### Task requirements
Show each line in the items below that contains the string "downrod". Matching is case-sensitive.

### Some records

──────

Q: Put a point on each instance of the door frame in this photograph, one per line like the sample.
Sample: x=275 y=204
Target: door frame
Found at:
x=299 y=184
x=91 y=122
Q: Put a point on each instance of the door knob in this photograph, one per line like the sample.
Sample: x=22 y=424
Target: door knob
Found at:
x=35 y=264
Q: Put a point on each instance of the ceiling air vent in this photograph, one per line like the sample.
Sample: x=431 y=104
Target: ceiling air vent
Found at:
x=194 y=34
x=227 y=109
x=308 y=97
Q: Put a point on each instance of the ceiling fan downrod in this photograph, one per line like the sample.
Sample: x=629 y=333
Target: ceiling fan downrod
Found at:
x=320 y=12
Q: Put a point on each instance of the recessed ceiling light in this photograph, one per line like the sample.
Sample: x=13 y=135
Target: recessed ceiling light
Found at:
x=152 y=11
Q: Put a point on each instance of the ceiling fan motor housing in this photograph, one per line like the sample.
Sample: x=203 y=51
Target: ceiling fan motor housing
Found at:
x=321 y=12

──────

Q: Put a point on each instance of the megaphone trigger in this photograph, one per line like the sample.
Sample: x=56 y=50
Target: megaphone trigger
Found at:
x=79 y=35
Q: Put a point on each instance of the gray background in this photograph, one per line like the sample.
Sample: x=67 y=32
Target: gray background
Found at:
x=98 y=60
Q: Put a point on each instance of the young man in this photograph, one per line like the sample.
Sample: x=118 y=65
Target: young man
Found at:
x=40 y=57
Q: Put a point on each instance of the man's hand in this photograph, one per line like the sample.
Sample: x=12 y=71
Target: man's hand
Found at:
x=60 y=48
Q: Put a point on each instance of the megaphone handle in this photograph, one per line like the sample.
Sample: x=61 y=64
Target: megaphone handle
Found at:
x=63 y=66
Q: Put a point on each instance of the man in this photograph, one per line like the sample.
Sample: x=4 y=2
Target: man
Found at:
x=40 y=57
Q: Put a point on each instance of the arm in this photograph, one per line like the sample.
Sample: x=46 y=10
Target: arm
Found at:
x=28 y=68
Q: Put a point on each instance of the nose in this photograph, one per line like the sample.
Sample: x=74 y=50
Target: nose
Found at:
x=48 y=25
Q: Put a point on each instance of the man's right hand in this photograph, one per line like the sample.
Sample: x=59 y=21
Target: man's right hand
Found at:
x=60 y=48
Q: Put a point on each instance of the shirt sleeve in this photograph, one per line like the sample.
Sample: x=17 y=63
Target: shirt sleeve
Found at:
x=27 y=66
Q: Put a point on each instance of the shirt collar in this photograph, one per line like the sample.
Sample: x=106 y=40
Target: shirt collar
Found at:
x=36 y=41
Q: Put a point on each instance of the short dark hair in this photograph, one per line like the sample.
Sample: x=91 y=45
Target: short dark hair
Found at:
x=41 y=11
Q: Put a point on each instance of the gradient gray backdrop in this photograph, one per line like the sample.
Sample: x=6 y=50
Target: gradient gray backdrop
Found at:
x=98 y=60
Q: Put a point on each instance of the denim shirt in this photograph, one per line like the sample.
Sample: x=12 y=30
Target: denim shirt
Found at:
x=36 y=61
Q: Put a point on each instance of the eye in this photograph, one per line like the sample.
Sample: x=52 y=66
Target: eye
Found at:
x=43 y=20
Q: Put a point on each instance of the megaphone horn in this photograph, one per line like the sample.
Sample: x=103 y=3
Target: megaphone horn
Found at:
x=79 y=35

──────

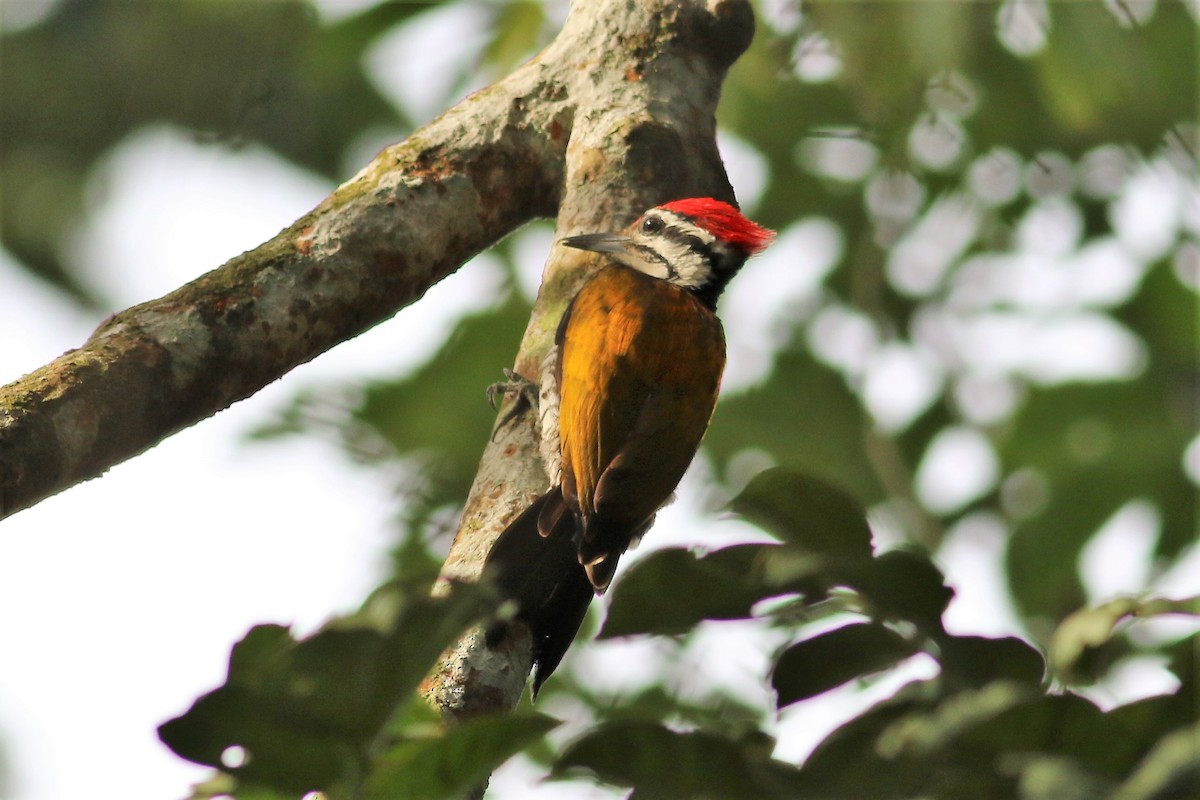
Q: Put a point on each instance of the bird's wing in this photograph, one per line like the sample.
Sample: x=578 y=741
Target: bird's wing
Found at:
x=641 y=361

──────

### Problem solution
Q: Put a point on each instance of the ceiling fan downrod in this photograph, one per line like the sample.
Target: ceiling fan downrod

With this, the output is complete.